→ **Requirement**
Count the lines in the records below that contain the string "tiled", treating case as significant, and give only the number.

→ **Items**
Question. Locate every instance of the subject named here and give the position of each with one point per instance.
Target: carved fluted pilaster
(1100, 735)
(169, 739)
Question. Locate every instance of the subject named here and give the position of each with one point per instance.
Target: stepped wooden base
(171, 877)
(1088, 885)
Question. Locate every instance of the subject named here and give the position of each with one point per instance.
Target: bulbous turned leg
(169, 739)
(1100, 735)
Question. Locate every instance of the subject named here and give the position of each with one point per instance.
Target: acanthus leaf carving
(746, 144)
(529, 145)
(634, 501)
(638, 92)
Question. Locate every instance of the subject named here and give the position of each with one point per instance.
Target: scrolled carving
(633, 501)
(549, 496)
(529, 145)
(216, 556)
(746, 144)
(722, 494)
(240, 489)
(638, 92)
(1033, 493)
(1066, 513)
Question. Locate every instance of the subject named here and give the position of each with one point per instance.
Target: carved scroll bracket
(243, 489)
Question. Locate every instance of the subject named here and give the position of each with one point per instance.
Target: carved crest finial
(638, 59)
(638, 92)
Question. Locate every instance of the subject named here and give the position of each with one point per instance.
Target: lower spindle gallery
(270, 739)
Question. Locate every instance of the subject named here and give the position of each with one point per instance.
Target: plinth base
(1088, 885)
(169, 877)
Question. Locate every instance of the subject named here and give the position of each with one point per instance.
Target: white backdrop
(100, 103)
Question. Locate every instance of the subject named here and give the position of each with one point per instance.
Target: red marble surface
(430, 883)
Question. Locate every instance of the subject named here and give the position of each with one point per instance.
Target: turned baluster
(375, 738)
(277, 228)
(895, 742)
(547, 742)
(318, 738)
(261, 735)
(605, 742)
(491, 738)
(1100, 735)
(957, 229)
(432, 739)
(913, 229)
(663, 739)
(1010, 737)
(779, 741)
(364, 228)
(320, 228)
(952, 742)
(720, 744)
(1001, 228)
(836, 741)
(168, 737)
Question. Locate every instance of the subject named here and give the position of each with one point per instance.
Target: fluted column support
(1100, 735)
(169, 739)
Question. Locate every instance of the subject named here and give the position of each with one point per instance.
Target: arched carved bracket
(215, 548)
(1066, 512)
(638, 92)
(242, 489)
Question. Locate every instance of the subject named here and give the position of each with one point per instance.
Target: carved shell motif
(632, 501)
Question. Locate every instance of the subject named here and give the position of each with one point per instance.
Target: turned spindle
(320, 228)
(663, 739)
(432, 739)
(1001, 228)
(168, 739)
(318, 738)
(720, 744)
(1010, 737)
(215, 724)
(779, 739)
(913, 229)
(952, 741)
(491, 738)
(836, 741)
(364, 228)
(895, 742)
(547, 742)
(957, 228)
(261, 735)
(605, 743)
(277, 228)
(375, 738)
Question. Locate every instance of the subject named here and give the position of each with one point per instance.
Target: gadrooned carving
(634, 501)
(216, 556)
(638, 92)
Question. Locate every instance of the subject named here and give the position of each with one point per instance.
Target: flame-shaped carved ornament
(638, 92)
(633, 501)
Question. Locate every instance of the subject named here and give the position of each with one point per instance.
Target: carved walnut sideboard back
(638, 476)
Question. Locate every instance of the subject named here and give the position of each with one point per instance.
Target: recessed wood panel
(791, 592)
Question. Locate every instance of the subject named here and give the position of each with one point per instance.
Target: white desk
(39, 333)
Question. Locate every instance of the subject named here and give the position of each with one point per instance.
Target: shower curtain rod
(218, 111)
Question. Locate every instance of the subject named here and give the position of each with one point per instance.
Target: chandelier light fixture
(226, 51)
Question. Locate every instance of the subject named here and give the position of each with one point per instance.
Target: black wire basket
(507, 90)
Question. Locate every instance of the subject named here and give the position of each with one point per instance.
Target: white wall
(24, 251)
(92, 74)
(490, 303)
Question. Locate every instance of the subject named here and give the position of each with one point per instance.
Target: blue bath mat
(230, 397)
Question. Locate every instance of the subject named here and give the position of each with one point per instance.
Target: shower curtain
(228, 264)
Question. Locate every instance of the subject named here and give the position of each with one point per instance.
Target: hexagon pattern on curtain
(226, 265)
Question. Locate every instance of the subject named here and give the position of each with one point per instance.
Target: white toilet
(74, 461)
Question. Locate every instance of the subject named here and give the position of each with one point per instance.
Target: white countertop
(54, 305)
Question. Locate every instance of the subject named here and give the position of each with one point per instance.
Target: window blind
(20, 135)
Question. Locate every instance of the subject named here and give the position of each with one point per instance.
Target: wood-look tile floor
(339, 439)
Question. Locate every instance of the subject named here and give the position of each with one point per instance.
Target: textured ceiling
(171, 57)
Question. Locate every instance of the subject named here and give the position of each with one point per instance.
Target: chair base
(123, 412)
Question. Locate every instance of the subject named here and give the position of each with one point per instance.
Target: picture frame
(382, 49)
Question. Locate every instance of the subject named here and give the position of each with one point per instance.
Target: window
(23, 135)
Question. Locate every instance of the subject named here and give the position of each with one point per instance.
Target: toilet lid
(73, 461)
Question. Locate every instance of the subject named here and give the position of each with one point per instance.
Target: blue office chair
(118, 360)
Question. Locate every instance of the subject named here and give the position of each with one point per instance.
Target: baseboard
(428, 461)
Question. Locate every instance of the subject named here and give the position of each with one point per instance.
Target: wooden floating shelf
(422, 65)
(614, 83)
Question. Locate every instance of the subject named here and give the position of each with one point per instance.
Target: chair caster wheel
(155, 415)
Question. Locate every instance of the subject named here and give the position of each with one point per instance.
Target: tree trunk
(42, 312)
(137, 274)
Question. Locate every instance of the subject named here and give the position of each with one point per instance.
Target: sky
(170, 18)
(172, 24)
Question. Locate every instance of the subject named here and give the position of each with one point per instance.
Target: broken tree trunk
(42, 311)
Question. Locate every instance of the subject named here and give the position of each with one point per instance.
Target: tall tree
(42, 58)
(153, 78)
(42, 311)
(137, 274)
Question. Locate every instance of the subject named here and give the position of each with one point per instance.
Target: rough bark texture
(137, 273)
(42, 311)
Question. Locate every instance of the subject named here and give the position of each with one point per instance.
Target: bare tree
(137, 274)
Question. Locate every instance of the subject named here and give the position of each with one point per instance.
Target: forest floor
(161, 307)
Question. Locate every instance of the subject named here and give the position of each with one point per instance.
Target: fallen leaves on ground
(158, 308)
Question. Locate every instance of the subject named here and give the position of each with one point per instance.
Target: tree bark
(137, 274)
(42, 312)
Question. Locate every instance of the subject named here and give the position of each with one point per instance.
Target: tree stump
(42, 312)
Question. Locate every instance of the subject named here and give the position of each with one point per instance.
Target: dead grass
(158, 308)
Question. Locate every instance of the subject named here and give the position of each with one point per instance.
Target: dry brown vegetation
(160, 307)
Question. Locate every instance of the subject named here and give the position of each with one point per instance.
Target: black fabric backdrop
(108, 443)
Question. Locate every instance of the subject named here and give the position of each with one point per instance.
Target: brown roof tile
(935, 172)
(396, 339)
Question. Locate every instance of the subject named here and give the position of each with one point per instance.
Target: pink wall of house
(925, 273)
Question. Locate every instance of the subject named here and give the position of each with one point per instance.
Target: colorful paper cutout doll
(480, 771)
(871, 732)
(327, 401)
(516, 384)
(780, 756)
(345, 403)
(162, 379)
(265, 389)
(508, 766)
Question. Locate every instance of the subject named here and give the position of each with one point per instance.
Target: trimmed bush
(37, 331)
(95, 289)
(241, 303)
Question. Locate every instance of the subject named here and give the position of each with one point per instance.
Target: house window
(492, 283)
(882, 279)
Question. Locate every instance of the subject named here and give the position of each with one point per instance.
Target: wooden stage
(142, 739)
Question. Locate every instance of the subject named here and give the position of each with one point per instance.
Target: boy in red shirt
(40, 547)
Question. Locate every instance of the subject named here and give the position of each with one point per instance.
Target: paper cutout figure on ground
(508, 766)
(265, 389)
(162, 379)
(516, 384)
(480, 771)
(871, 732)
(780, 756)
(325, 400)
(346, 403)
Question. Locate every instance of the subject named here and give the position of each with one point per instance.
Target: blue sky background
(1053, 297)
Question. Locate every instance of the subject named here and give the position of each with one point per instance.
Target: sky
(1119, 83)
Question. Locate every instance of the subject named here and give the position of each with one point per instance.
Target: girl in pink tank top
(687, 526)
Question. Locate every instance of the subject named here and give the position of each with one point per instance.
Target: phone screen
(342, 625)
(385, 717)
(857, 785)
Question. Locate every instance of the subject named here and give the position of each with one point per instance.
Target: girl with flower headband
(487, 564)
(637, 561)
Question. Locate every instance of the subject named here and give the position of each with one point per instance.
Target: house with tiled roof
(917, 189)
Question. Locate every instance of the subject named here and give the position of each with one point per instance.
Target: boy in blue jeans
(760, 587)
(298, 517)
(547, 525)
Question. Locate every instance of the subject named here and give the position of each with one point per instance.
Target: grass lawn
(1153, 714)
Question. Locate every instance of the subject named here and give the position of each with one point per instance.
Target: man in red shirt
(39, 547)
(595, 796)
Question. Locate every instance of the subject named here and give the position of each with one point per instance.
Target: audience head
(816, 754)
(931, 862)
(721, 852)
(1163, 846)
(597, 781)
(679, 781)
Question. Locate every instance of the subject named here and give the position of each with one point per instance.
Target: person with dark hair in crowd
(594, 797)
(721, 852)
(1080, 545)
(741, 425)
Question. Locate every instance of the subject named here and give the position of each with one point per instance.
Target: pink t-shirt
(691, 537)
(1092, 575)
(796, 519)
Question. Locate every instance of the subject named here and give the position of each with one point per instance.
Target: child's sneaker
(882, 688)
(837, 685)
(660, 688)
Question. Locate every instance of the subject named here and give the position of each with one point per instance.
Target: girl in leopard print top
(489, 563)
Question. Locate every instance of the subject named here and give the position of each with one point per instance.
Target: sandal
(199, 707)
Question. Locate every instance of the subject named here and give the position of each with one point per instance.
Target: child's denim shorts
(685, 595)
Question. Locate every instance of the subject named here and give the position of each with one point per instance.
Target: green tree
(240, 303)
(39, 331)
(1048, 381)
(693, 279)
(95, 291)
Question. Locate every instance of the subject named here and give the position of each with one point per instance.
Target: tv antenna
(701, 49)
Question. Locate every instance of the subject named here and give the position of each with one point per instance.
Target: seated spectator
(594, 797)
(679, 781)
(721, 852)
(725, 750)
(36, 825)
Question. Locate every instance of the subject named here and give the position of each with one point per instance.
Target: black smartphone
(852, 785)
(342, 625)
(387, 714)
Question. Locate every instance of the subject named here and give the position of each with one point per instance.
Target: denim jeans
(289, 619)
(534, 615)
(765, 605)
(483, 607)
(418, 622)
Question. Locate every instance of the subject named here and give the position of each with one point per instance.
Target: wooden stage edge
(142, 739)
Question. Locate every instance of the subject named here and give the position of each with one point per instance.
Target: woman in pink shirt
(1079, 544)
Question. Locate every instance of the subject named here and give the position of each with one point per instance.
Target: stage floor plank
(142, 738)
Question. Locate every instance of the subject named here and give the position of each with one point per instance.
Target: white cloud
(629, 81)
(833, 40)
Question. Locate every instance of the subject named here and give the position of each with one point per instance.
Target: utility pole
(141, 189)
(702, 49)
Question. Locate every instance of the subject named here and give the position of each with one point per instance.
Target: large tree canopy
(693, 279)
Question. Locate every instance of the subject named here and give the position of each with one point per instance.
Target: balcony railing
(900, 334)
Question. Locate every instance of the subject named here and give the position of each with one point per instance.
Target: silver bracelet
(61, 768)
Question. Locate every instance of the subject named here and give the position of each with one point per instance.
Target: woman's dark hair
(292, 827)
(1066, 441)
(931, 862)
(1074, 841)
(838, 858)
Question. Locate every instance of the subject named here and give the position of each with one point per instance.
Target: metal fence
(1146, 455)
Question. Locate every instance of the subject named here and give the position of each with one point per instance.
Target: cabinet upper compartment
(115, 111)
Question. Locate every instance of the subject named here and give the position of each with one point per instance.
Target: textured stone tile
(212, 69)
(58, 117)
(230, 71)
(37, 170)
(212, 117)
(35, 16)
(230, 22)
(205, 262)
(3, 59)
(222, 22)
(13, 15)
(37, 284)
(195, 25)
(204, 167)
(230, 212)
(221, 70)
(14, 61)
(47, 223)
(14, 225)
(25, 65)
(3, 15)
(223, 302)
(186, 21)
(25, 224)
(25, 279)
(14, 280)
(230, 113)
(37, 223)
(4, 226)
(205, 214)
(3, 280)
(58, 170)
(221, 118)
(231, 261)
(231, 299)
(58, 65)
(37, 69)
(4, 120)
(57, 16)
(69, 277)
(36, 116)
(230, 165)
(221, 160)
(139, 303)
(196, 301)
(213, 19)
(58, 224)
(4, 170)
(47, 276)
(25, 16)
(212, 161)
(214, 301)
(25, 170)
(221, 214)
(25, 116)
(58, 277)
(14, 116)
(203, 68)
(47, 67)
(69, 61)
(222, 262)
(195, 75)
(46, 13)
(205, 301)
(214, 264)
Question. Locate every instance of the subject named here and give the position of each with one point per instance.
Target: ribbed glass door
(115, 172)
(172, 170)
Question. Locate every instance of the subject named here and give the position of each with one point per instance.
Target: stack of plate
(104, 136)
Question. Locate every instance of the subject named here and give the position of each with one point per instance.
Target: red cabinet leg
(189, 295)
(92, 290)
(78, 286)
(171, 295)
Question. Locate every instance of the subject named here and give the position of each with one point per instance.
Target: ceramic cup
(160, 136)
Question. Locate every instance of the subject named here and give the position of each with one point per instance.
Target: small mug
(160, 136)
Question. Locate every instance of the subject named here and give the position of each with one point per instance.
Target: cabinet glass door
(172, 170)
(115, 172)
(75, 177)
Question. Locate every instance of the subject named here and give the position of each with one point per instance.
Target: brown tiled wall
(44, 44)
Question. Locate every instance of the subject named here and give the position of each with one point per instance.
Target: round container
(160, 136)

→ **Full solution**
2